══ Entries shown ══

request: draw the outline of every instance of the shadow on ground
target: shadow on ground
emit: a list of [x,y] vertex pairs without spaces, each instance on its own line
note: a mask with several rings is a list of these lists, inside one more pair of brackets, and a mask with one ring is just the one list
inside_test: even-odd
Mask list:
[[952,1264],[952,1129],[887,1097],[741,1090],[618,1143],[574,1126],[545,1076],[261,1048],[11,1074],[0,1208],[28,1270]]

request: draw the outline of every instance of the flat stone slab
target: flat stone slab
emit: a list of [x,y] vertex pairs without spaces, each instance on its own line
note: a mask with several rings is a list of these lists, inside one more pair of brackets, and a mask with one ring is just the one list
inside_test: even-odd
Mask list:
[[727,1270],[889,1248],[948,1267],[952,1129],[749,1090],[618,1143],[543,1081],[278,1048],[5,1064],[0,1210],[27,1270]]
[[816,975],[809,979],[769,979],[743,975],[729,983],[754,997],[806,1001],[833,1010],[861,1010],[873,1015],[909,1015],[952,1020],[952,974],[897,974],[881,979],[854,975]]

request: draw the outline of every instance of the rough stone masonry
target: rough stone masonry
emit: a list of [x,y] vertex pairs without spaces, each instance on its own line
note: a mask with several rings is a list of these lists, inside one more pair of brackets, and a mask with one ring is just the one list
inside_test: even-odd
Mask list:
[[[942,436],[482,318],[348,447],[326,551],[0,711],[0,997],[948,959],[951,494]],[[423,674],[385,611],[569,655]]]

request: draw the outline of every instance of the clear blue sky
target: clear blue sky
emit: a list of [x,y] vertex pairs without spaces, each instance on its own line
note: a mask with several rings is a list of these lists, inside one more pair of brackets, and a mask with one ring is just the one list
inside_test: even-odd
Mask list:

═══

- [Exercise] Shift the outline coordinates in the listing above by 23. Rewrite every line from the one containing "request: draw the outline of every instance of the rough" through the end of the listing, inclusive, keeping the requests as they are and adding 23 to each x and y coordinate in the masks.

- [Expected answer]
request: draw the outline of every instance of the rough stone masonry
target: rough stone masonry
emit: a list of [x,y] vertex pairs without spaces, each instance on its own line
note: a mask with several rings is a list of these lists, inside one more pair of brackets, and a mask with one ring is just the one list
inside_test: even-odd
Mask list:
[[[965,459],[505,341],[371,470],[349,574],[23,734],[23,1020],[971,982],[974,517]],[[446,697],[408,634],[592,678]]]

request: draw the outline of every instance of the clear blue sky
target: clear blue sky
emit: a list of [x,y] vertex pairs without spaces, each instance on its own line
note: a mask with several rings is a list of these lists, inside one more pair of brackets, and a mask with one ring is just the one list
inside_test: even-odd
Mask list:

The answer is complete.